— start of DATASET ROWS —

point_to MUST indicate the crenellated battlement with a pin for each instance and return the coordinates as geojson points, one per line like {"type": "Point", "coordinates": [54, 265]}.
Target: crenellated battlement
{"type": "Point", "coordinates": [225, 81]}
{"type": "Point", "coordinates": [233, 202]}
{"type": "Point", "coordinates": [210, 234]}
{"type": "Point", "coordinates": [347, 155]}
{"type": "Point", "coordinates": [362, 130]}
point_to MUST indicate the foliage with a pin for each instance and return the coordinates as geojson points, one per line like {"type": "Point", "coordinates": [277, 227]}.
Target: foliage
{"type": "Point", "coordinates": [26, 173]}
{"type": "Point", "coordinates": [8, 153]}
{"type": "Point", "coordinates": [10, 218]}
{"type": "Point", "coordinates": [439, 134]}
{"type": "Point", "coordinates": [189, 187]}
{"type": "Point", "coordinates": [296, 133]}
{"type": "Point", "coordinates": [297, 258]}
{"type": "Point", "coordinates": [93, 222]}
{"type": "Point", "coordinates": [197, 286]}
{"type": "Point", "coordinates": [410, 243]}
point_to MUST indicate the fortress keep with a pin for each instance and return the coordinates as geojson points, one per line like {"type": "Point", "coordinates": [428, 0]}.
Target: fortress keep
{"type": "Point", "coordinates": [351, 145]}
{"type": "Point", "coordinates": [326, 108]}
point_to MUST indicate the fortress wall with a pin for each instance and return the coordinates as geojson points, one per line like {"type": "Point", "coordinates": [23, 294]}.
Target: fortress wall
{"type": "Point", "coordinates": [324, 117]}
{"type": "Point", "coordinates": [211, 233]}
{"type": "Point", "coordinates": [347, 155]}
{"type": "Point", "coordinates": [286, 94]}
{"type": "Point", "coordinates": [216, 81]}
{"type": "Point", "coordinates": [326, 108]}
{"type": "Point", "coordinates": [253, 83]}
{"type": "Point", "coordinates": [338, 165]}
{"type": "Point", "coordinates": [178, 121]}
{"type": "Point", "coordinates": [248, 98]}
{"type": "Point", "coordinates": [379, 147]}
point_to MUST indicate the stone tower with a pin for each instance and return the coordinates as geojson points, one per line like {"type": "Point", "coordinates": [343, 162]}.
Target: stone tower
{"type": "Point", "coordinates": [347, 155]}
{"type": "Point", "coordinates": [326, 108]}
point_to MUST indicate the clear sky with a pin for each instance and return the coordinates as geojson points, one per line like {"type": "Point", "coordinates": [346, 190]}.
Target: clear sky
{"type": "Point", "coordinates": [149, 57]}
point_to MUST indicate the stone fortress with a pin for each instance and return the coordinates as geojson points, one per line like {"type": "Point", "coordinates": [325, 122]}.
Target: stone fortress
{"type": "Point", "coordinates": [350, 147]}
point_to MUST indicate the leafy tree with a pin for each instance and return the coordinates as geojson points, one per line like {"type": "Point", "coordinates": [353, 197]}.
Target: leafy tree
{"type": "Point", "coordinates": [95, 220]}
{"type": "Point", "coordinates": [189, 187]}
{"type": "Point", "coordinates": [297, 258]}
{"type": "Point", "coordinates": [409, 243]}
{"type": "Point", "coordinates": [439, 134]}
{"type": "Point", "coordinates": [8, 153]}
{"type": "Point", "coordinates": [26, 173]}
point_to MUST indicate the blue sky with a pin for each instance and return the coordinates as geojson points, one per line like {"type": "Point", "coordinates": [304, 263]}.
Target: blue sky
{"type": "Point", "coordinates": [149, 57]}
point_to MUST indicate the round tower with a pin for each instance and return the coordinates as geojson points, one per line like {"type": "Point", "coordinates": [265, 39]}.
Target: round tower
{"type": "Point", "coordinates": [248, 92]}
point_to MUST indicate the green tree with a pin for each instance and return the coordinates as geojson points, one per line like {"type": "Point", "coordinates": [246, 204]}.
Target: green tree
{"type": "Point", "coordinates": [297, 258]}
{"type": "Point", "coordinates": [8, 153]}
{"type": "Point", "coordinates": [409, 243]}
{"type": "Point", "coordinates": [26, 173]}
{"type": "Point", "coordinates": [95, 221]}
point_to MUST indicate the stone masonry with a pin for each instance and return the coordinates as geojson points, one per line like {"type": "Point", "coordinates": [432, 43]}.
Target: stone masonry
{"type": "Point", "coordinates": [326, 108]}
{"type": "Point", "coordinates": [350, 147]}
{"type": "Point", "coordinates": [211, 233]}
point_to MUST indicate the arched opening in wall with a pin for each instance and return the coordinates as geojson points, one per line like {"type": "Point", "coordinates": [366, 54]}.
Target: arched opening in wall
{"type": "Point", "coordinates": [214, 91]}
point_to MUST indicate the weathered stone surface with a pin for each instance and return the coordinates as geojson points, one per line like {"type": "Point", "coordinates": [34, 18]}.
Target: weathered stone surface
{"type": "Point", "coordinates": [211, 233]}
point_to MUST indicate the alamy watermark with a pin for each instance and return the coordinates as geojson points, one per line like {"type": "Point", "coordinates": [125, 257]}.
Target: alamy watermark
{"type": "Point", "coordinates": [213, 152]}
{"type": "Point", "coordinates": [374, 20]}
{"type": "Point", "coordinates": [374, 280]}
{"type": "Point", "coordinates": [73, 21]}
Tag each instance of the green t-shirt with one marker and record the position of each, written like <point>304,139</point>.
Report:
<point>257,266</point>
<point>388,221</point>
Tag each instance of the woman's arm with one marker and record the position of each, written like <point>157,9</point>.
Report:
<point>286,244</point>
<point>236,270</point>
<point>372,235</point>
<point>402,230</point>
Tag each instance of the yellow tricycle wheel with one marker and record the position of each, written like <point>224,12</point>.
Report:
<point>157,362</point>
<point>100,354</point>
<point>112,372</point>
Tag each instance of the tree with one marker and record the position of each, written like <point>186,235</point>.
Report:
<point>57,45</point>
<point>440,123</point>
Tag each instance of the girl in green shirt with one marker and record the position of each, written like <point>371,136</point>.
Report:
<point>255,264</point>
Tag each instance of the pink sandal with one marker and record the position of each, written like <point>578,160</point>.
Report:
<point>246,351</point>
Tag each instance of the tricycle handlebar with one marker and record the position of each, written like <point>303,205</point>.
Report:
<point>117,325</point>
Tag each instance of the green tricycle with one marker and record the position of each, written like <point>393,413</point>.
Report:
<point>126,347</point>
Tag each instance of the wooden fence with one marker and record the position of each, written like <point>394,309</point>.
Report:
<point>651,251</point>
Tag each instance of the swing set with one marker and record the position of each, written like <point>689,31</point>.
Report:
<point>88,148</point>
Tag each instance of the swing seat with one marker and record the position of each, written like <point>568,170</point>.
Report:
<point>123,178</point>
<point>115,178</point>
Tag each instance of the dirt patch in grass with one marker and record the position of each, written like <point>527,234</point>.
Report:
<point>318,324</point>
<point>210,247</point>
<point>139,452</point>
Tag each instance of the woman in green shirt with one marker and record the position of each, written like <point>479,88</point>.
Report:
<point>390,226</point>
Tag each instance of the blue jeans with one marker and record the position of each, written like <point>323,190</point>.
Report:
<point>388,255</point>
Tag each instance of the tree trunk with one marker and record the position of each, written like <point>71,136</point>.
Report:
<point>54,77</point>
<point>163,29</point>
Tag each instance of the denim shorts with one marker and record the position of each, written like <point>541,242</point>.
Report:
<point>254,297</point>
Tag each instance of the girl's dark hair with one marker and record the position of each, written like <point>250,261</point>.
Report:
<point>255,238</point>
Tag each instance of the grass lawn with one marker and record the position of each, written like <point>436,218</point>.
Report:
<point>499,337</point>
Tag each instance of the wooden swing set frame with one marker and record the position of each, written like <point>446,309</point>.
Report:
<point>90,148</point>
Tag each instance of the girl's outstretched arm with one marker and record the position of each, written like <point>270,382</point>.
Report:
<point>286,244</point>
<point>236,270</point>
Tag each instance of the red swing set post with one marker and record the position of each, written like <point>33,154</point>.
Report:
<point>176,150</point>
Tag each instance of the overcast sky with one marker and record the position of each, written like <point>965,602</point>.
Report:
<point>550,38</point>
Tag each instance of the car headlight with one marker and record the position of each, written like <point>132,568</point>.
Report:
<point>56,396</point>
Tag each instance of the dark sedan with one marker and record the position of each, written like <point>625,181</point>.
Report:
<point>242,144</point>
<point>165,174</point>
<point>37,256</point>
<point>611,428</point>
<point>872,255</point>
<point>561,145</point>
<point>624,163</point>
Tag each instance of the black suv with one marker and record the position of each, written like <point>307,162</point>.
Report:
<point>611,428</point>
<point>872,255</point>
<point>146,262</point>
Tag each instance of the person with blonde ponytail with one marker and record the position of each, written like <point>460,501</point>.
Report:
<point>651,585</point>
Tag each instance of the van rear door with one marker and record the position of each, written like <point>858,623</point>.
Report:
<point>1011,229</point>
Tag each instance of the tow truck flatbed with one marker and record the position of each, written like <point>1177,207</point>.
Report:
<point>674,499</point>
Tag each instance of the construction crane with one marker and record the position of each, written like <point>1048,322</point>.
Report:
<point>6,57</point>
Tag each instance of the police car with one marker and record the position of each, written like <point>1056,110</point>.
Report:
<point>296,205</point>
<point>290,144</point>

— end of DATASET ROWS —

Set down the records exactly as they appear, from the line containing "Tag each instance of the swing set" through the line containing "<point>390,226</point>", including both of those lines.

Tag each instance of the swing set with one marker and record the position of each, written like <point>689,31</point>.
Report:
<point>88,148</point>
Tag each instance of the swing seat with one marker and record the position of each, written like <point>568,170</point>.
Report:
<point>123,178</point>
<point>115,178</point>
Tag each instance of the dirt patch in grass with one marker and record the position of each, written like <point>527,234</point>.
Report:
<point>318,324</point>
<point>210,247</point>
<point>139,452</point>
Tag each instance of the woman in green shirt with one marker and record the position of each, written like <point>479,88</point>.
Report:
<point>390,226</point>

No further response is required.